The response must consist of all the entries, duplicated without alteration.

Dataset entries
****************************************

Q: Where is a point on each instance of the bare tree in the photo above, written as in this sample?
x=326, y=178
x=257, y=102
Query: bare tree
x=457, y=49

****************************************

◆ Answer to this exercise:
Q: Where is a point on each instance of the bare tree in the photo above, written as in this sample?
x=326, y=178
x=257, y=102
Query: bare tree
x=457, y=49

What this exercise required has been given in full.